[Referring expression data]
- - -
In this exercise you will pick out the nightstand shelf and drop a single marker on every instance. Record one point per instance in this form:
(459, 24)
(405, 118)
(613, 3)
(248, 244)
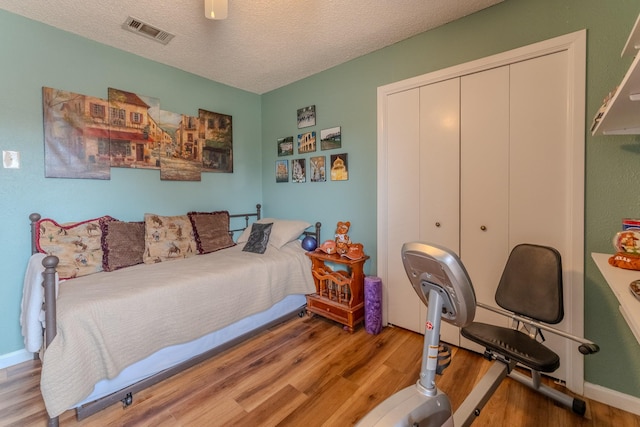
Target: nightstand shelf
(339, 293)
- - -
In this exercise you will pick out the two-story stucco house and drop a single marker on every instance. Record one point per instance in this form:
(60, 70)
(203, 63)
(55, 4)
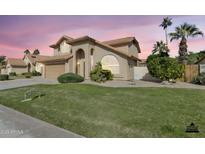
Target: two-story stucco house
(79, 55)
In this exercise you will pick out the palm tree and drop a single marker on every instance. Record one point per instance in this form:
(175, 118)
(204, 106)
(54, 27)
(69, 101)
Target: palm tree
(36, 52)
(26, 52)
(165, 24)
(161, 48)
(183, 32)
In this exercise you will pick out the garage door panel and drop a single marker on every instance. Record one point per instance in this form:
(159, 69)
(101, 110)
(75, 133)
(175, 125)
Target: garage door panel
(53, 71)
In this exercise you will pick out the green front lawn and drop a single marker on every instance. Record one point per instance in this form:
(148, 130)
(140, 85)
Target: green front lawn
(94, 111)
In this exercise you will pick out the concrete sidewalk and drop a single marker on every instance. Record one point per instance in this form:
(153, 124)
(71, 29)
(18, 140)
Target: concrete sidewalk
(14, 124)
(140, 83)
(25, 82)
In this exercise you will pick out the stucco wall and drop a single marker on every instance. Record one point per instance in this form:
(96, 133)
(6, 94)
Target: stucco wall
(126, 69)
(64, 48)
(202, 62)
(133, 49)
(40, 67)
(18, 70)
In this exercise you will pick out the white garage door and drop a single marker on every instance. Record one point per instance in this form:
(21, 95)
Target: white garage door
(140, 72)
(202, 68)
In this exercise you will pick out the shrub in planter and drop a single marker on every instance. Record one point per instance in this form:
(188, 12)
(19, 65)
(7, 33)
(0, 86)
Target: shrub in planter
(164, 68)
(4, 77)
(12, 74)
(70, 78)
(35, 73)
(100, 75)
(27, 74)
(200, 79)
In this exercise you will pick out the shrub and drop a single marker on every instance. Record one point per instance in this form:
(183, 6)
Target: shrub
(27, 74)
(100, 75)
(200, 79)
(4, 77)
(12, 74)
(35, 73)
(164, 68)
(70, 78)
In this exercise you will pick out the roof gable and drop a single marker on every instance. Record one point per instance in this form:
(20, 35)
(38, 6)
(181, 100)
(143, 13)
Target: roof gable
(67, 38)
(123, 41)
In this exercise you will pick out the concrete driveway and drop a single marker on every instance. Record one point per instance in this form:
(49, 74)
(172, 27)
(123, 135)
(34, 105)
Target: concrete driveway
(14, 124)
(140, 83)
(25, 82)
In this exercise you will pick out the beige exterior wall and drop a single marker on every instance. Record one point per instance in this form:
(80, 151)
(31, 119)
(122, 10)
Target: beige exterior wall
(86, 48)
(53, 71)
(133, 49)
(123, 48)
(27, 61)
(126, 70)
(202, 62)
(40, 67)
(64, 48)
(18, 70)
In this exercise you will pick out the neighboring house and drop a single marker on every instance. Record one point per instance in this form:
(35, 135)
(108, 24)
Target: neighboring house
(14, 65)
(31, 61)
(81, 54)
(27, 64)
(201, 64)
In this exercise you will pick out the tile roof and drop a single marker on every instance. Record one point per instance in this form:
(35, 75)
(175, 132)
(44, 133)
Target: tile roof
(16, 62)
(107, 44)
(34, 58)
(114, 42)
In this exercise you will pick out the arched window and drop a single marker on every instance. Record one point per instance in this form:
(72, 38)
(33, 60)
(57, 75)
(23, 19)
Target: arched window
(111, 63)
- - -
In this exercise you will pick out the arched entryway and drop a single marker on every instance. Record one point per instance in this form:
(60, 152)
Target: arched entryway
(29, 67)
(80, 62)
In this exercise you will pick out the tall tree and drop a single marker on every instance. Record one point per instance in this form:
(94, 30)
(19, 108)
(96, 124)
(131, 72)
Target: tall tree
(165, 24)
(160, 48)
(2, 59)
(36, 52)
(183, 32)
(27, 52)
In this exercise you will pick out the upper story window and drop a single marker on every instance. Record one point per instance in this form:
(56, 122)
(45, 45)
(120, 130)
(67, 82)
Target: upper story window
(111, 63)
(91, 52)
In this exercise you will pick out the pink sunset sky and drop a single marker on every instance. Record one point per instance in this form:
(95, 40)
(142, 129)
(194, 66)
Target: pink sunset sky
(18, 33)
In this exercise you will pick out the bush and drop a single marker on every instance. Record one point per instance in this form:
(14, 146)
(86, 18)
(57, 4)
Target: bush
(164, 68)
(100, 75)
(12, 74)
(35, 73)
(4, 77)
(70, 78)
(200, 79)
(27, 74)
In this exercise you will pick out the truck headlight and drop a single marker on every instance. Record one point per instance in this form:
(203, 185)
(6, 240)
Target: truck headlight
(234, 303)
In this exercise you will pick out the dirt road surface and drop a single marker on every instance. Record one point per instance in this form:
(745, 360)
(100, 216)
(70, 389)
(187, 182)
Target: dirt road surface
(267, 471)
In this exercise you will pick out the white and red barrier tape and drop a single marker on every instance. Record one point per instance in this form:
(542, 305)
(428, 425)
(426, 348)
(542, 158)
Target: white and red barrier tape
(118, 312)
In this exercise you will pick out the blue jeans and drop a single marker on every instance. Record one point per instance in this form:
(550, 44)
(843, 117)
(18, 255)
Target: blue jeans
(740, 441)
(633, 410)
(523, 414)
- - -
#### Action item:
Taking the line with "In this exercise you will pick out the tall" as the first and the line with "In this exercise you will pick out the blue" as the last, retype that stretch of the data above exactly, with no other lines.

#### Result:
In this exercise you will pick out the tall tree and drop a single marker on every instance. Record one point per instance in this form:
(94, 30)
(19, 108)
(96, 124)
(131, 72)
Target: tall tree
(165, 24)
(160, 48)
(2, 59)
(36, 52)
(183, 32)
(27, 52)
In this exercise you will pick out the upper story window and drop a single marker on every instance. Record one point per instance in this form:
(56, 122)
(45, 45)
(120, 130)
(67, 82)
Target: upper story window
(111, 63)
(91, 52)
In this exercise you will pick out the pink sunset sky and drop a single marker on every instance. Record one point per instance in this form:
(95, 40)
(142, 129)
(194, 66)
Target: pink sunset sky
(18, 33)
In this exercise you will pick out the bush and drop a single marker on every instance. Record one point per instance in this form:
(14, 146)
(86, 18)
(57, 4)
Target: bush
(164, 68)
(100, 75)
(12, 74)
(35, 73)
(4, 77)
(70, 78)
(200, 79)
(27, 74)
In this exercise you will pick out the truck headlight and drop a single marker on every instance. Record one point per instance in this form:
(203, 185)
(6, 240)
Target: truck headlight
(234, 303)
In this exercise you will pick out the dirt road surface and drop a single marker on every instance. Record one point per instance in this form:
(745, 360)
(100, 216)
(70, 389)
(187, 182)
Target: dirt road surface
(267, 471)
In this exercise you will pick out the white and red barrier tape and drop a single marker on every instance. Record one point per instance in this form:
(542, 305)
(428, 425)
(426, 348)
(542, 158)
Target: white and red barrier tape
(118, 312)
In this exercise you will pick out the blue jeans and drop a single marker on every instance. Record one point per instance in this form:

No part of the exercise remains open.